[Opening RECORDS PROVIDED section]

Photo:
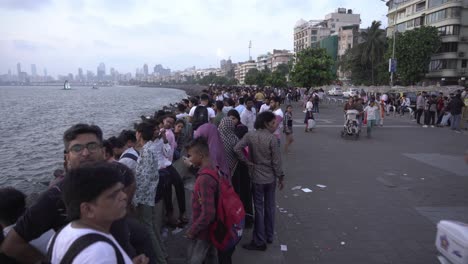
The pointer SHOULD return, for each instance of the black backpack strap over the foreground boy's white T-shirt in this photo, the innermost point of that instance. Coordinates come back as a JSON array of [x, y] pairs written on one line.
[[85, 241]]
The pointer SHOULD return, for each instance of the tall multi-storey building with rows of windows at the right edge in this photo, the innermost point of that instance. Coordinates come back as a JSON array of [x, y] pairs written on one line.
[[450, 17]]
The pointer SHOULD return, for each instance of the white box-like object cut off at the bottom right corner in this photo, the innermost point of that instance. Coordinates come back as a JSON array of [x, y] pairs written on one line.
[[452, 241]]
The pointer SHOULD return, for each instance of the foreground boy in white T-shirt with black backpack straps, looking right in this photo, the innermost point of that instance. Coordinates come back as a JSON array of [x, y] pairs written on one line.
[[92, 213]]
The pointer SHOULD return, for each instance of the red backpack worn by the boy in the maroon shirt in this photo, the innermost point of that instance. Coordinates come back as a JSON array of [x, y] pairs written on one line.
[[226, 230]]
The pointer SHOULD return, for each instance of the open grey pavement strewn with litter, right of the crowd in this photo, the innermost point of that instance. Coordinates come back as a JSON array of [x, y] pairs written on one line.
[[382, 196]]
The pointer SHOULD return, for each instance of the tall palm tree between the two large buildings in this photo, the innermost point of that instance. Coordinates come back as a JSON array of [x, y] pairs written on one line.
[[373, 45]]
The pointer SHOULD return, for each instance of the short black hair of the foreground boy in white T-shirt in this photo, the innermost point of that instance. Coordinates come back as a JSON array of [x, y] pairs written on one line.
[[86, 183]]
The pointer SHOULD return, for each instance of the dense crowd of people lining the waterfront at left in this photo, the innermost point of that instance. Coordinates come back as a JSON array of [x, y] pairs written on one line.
[[108, 205]]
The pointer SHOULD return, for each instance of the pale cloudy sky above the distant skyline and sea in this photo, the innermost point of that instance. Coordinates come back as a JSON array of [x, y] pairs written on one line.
[[63, 35]]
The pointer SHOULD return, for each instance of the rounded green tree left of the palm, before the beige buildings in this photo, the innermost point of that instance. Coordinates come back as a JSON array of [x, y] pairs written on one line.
[[313, 68]]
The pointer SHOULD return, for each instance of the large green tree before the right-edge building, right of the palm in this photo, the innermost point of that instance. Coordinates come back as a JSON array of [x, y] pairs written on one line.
[[413, 51]]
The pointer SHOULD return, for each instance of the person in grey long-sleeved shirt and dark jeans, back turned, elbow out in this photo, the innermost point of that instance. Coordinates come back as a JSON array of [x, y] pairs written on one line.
[[266, 172]]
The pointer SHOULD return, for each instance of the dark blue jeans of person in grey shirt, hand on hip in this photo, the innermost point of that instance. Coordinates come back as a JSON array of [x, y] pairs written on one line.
[[264, 202]]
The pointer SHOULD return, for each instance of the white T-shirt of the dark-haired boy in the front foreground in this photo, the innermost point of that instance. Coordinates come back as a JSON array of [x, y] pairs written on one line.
[[97, 253]]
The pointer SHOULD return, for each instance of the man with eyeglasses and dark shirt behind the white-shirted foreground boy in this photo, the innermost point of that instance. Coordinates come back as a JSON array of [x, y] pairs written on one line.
[[83, 145]]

[Closing RECORDS PROVIDED section]

**WORK ITEM**: With every picture removed, give the entries above again exactly.

**PROBLEM SOLUTION**:
Photo:
The pointer SHOULD return, for each instance of the black backpack strap over the foreground boy's white T-shirt in this photo, the innermost point of that instance. Coordinates come back as a JSON array of [x, y] pairs written on one line.
[[85, 241]]
The pointer SHOULD return, for each instance of the tall multi-storey building with rows of windows at the right edge in this photo, the innermost point of that instance. Coordinates come back as a JSON array of [x, y] pairs written on one line.
[[450, 17]]
The pointer SHOULD return, for each instance of the white box-like object cut off at the bottom right corner in this photo, the innermost point of that instance. Coordinates come back as a JSON array of [x, y] pairs written on one line.
[[452, 241]]
The pointer SHOULD return, for each instance of the foreground boy in white T-shirt with black backpack straps, looking right in this photo, the innermost point of that instance. Coordinates come back as a JSON array of [x, y] pairs written on one line.
[[92, 213]]
The pointer SHOULD return, for each instance of the red backpack worn by the boy in the maroon shirt in this photo, the innermost point of that instance. Coordinates come back as a JSON array of [x, y] pairs written on one line.
[[226, 230]]
The pointer SHOULD return, for each instance of the open grey pavement strewn with litter, right of the crowd in this photo, the innermost point of that instance. Coordinates come back as a JSON array of [x, y] pairs written on one line.
[[382, 196]]
The pointer SHOULD return, for each instance of the tall palm tree between the two large buildings in this photo, the innermost point of that instance. Coordinates come back as a JSON array of [x, y] pairs written on one line.
[[373, 45]]
The pointer SHOULD return, for each instance of the short black hair of the foreground boy in white T-shirt in this photo, the innermost point of that instance. Coordinates come back as a JSON array of [x, y] pairs written on one line.
[[86, 183]]
The pointer SHOULD return, for each instance of the dense crowd of people lining the waterfront at left in this photo, the innermost point of that instance. Coordinates come back as a JSON array of [x, y] pairs written on one line.
[[108, 205]]
The pointer SHOULD return, for each instance of the pale cloudy sky above the distant skyline and sea in this photo, the innermost point of that instance. Coordinates come back as a JSON array of [x, y] pairs written on one line.
[[63, 35]]
The pointer SHOULD return, for each instance of the rounded green tree left of the palm, before the beige buildings in this photo, the innermost point of that instance. Coordinates come back as a JSON array of [x, y] pairs written on one line.
[[313, 68]]
The pointer SHOULD return, for each instance of the large green tree before the right-edge building, right of the palm in this photo, the innermost point of that instance. Coordinates come back as a JSON array of [x, y] pairs written on one line.
[[413, 51]]
The pointer SHOULD return, for each instance of the person in grey long-sleeved shirt and dark jeans, back turned, elbow out in this photo, the innermost point of that instance. Coordinates come back as a JSON array of [x, y] pairs written on one line.
[[266, 172]]
The pointer SHOULD return, for each instance of the dark blue jeans of person in grey shirt, hand on hip in this photo, the innermost point of that instance. Coordinates come back as a JSON array of [x, y] pairs written on one line.
[[264, 202]]
The pointer SHOULD return, for each instance of the white T-shirt of the dark-haired boy in the front foreground in this photo, the innermost point of that instance. Coordinates come back as a JSON array of [x, y] pairs written on one line.
[[97, 253]]
The pointer SHOULD return, for each instance of the man with eyeglasses and dark shirt behind the white-shirted foreground boy in this photo, the innermost point of that instance. Coordinates come back as a JSON array of [x, y] pairs written on one line.
[[83, 145]]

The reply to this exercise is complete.